Records for this exercise
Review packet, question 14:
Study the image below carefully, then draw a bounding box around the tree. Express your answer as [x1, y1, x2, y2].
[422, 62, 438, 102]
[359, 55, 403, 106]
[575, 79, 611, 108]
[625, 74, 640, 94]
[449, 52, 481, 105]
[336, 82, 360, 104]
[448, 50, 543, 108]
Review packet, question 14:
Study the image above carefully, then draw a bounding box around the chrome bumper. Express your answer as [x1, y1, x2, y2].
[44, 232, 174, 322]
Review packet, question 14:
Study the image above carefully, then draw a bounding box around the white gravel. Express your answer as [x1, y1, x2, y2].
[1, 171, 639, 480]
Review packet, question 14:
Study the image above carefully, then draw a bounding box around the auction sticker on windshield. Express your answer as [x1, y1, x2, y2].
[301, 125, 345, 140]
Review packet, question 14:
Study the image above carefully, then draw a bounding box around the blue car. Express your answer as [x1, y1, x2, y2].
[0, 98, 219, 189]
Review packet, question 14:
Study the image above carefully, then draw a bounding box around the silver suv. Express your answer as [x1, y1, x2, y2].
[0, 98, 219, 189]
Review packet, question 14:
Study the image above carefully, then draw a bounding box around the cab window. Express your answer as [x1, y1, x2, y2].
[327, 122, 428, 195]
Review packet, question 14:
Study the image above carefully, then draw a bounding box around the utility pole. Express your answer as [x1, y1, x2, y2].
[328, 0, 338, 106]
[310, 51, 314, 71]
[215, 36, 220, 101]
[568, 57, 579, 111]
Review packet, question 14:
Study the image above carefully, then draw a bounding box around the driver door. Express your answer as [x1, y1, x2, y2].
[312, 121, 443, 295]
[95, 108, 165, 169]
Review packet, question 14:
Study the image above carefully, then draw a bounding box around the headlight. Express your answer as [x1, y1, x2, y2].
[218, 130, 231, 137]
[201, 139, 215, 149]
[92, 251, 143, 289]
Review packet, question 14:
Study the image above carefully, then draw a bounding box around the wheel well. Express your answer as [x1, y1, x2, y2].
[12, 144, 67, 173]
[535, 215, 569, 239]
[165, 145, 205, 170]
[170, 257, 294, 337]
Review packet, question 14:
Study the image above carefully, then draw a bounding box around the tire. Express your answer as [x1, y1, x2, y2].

Work to be completed
Once the records are read, print each of them exactly as written.

Finished exercise
Review packet, question 14:
Study the image below carefully, then draw a bounding box around the tree. Express your answer as [x1, y1, x2, y2].
[422, 62, 438, 102]
[359, 55, 403, 106]
[575, 79, 611, 108]
[625, 74, 640, 94]
[449, 52, 481, 105]
[336, 82, 360, 104]
[448, 50, 543, 108]
Review packet, question 14:
Study the image above carefully, then draw a bounding box around the chrome bumper. Express your answer as [x1, y1, x2, y2].
[44, 232, 174, 322]
Review packet, question 14:
Study the image above carefully, then draw a bounding box around the white gravel. Express your answer as [x1, y1, x2, y2].
[1, 171, 639, 480]
Review packet, question 14:
Study the image above carefully, then draw a bounding box around the auction sticker on windshield. Express your answer as [x1, y1, x2, y2].
[301, 125, 345, 140]
Review packet, question 14:
Study the image above carefully, then draw a bounding box around the blue car. Express your answer as [x1, y1, x2, y2].
[0, 98, 219, 189]
Review packet, question 14:
Study the image above carefully, then draw a bounding box around the silver suv. Express your answer as [x1, y1, x2, y2].
[0, 98, 219, 189]
Review packet, question 14:
Study the image above carefully, then draw a bounding box around the cab window. Express your answer as [x1, y1, x2, y2].
[327, 122, 428, 195]
Review packet, question 14:
Study the image above carefully, then draw a bounding box around the utility pole. Express your answer as [x1, y1, x2, y2].
[328, 0, 338, 106]
[310, 51, 314, 71]
[215, 36, 220, 101]
[568, 57, 579, 111]
Review packet, question 14:
Study the image above carefully, then draw a bounding box around the driver door. Express your answer as [x1, y1, x2, y2].
[312, 121, 443, 295]
[95, 108, 165, 169]
Review packet, question 14:
Study the image above carefully, then draw a bounding box around the headlight. Express your answer as [x1, y1, x2, y2].
[218, 130, 231, 137]
[201, 139, 215, 149]
[92, 251, 143, 289]
Review packet, question 14:
Study the image above carefully, then draw a bounding box around the wheel well. Express your answer as [x1, y1, x2, y2].
[12, 144, 67, 173]
[535, 215, 569, 239]
[165, 145, 205, 170]
[170, 257, 294, 337]
Review packet, question 14:
Study the image above carefully, then draw a bounding box around the tire. Express your answer as [x1, y1, x2, y2].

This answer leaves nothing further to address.